DESCRIPTION OF THE TASK -> Look for the word "white" in the entries and copy every line where it shows up.

DATA FOR THIS TASK ->
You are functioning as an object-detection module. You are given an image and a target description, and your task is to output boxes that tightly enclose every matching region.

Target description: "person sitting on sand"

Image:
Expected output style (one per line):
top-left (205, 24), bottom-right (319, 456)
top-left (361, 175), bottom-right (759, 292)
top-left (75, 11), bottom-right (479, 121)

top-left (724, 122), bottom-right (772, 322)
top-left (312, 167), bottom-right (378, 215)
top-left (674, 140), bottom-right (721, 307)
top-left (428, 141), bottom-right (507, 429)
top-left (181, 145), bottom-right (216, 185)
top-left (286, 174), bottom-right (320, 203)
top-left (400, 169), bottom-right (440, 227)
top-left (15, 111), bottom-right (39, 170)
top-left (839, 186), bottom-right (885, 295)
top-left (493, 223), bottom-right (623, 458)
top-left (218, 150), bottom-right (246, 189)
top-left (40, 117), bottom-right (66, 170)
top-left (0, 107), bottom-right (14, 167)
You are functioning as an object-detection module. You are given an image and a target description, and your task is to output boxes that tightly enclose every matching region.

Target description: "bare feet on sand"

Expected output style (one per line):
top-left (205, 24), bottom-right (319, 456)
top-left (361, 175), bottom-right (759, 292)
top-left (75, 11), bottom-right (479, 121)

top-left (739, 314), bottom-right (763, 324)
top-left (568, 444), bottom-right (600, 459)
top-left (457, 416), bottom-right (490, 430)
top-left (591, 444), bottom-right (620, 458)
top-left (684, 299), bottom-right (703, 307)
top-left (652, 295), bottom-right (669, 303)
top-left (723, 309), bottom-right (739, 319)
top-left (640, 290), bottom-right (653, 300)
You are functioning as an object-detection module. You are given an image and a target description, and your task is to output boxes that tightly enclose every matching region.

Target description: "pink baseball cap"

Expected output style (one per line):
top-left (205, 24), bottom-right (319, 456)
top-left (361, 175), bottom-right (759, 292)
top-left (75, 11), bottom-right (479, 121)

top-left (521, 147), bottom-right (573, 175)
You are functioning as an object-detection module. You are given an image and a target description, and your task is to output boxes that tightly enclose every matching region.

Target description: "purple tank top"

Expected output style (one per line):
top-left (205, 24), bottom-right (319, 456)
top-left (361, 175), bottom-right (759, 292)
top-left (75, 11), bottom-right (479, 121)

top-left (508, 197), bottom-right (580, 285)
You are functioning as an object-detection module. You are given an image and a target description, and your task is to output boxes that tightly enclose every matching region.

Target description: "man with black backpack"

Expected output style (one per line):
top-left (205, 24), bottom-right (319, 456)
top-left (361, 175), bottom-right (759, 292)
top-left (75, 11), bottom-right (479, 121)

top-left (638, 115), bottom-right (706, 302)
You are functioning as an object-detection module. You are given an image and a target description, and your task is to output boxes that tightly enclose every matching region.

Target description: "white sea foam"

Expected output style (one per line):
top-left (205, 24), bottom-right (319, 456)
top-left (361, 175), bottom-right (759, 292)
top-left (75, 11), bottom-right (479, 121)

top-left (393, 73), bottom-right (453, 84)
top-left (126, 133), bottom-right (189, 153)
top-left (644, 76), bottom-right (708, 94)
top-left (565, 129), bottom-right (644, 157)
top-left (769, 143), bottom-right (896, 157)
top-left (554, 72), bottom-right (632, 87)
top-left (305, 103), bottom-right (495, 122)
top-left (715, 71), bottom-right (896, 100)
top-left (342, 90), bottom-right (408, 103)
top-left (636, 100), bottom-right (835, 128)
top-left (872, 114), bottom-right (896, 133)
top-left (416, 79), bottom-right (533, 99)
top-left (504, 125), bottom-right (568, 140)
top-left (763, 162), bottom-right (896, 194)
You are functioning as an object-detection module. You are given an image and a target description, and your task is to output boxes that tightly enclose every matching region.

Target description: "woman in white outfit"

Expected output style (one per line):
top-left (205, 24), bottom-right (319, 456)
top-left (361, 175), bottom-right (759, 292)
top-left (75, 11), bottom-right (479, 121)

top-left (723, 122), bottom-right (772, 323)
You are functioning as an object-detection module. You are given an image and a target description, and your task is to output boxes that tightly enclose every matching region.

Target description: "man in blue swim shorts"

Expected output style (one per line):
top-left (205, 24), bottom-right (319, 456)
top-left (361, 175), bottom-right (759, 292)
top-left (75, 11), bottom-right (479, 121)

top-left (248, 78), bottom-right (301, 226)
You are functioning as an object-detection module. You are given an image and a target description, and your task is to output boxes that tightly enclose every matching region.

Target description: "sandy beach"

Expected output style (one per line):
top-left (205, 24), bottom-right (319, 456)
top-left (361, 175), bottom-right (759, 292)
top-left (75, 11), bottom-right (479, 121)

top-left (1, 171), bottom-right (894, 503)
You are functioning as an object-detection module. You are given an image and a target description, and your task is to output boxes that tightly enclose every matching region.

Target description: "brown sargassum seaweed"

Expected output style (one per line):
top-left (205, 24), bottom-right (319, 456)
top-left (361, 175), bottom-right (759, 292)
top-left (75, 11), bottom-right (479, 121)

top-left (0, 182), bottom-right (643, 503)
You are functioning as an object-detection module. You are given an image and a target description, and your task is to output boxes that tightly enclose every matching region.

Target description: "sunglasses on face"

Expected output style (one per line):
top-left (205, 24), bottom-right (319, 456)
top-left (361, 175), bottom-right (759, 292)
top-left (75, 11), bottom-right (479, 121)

COMPLETED TASK ->
Target description: "white sea foam"
Target description: "woman in white outfit"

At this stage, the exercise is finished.